>> start Information shown

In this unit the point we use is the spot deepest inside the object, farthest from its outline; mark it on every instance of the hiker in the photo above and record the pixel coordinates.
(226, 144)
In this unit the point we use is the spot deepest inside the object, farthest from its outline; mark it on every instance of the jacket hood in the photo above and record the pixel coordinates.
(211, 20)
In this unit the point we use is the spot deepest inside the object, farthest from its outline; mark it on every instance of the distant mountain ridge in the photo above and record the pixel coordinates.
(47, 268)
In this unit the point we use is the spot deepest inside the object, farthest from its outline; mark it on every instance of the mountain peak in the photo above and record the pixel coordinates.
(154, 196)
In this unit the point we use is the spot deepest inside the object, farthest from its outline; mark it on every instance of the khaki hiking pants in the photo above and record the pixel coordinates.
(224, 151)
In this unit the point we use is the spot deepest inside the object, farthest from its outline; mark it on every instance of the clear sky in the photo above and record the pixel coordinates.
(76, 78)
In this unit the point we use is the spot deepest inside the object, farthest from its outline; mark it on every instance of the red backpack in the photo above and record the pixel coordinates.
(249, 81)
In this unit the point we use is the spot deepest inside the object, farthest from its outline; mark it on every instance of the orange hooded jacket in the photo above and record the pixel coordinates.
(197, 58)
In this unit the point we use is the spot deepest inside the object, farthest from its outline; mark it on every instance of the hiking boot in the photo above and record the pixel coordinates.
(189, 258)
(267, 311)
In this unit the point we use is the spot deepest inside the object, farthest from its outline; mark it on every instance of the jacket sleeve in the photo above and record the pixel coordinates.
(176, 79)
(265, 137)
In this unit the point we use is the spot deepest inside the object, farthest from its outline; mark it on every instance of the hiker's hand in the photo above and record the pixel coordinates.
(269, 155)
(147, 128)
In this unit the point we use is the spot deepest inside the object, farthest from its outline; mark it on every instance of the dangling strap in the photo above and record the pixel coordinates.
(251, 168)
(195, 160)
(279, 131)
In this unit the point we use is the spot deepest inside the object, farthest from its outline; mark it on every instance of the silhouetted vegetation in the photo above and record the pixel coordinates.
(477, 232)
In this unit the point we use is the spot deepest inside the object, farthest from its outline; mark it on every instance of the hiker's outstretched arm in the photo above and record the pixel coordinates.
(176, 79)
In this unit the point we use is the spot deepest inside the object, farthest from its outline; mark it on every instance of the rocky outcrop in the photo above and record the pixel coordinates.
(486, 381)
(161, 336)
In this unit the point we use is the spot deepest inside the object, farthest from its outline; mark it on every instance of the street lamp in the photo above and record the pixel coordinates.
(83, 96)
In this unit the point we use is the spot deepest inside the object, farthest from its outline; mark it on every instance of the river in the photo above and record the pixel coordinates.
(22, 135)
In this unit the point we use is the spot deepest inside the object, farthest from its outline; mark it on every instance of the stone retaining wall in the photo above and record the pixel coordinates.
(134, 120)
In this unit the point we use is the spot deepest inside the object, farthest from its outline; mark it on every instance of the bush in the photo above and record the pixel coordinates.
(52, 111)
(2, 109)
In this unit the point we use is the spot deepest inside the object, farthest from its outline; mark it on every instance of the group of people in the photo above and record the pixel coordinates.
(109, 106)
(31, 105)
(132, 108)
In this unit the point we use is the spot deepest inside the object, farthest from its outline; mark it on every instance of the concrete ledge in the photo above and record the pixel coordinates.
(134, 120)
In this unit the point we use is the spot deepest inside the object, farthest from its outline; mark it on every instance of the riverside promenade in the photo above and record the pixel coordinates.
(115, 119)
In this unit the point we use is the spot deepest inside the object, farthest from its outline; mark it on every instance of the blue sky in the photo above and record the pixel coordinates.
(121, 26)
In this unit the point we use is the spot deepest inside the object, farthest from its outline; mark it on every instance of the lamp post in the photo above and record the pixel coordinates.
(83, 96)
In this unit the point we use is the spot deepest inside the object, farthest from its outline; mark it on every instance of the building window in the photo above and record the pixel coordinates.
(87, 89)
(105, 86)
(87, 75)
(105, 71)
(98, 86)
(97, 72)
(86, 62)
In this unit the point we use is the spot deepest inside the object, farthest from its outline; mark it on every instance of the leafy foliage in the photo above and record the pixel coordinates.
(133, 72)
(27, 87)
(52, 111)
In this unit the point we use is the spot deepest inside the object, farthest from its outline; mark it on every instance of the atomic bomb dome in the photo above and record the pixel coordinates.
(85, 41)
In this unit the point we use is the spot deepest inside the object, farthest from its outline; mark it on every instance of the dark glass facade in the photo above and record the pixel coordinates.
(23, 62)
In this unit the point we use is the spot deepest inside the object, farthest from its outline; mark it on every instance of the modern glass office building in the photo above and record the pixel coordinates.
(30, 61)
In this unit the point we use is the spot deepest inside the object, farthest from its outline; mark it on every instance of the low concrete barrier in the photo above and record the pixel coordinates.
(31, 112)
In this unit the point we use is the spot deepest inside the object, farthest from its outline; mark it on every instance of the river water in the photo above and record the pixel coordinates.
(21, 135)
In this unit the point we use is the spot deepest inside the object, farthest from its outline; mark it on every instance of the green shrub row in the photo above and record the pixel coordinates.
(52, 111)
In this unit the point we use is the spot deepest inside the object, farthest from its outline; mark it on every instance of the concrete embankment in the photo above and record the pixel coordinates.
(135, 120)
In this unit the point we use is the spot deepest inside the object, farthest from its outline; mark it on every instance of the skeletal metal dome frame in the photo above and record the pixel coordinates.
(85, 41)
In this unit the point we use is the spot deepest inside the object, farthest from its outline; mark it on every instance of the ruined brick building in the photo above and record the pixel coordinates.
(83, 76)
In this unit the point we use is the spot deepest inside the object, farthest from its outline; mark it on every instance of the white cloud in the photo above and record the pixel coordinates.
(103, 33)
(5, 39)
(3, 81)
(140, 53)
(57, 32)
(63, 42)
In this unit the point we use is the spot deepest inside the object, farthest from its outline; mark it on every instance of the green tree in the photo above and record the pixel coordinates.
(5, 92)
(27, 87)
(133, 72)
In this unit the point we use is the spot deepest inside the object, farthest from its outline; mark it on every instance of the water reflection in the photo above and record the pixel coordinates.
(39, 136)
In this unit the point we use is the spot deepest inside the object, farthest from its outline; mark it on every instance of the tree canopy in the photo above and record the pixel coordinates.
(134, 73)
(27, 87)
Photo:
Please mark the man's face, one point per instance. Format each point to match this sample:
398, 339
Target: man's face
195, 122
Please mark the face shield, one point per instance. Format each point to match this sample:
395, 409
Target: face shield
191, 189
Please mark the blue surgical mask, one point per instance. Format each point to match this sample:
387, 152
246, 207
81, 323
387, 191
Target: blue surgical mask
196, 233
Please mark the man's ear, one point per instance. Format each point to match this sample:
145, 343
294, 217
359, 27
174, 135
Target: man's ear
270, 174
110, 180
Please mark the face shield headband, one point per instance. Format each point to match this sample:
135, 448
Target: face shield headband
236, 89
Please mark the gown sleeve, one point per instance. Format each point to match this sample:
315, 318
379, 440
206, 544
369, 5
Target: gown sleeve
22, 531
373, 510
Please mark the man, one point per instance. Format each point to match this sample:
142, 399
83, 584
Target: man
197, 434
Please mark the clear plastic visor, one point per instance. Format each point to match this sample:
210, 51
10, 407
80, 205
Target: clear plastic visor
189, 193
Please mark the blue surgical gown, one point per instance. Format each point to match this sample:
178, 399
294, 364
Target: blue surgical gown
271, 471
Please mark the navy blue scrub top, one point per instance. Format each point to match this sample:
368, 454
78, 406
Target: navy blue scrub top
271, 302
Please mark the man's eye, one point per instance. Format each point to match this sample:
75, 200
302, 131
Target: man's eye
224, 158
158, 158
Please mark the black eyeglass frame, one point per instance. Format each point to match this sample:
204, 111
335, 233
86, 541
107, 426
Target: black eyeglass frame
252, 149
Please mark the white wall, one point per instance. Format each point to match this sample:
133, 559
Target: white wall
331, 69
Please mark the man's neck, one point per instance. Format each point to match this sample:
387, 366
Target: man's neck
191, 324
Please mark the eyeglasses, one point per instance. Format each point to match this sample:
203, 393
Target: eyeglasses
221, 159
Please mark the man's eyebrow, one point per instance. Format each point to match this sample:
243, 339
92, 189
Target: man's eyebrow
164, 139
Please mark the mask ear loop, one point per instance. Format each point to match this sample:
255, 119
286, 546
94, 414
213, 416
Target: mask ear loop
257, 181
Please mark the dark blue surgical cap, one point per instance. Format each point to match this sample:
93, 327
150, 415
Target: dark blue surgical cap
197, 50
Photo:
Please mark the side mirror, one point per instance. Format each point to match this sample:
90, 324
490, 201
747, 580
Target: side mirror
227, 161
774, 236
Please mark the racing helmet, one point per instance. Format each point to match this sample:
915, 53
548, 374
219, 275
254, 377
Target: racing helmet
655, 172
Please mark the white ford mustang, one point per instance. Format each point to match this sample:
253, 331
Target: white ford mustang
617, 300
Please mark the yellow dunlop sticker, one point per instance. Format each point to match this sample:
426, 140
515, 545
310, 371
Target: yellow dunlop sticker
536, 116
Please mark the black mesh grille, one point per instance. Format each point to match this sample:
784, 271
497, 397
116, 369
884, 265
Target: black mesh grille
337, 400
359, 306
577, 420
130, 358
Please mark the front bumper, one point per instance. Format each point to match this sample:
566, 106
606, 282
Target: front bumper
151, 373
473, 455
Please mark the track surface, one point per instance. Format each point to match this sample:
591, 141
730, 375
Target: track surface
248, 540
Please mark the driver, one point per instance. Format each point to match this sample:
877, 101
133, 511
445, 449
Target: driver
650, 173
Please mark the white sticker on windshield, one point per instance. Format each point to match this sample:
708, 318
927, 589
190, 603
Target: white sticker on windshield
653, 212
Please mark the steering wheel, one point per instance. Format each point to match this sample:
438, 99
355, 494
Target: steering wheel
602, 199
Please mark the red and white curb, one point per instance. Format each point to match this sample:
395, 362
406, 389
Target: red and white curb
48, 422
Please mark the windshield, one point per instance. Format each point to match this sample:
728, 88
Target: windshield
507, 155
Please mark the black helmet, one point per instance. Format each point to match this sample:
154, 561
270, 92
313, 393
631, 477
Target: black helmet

>> end Information shown

• **Objective**:
Copy out the lines from the one containing "Please mark the steering" through the last line of the data entries, and add 19 to each coordinate in the answers. Leave the requests and their format samples unchanged.

• **Output for this task**:
Please mark the steering wheel, one point per instance. Format each point to match this sample:
438, 99
355, 494
Target: steering wheel
621, 218
Please mark the red and white curb, one point per instance. Format each point to match this sample:
395, 362
406, 389
Target: red and white curb
67, 441
Please mark the windshield, one point per instance. Format each point to match this sample:
728, 88
Target: windshield
526, 174
Please mark the black helmet, one point per instance. Format each point to match this sample:
154, 561
270, 92
313, 393
631, 477
Target: black helmet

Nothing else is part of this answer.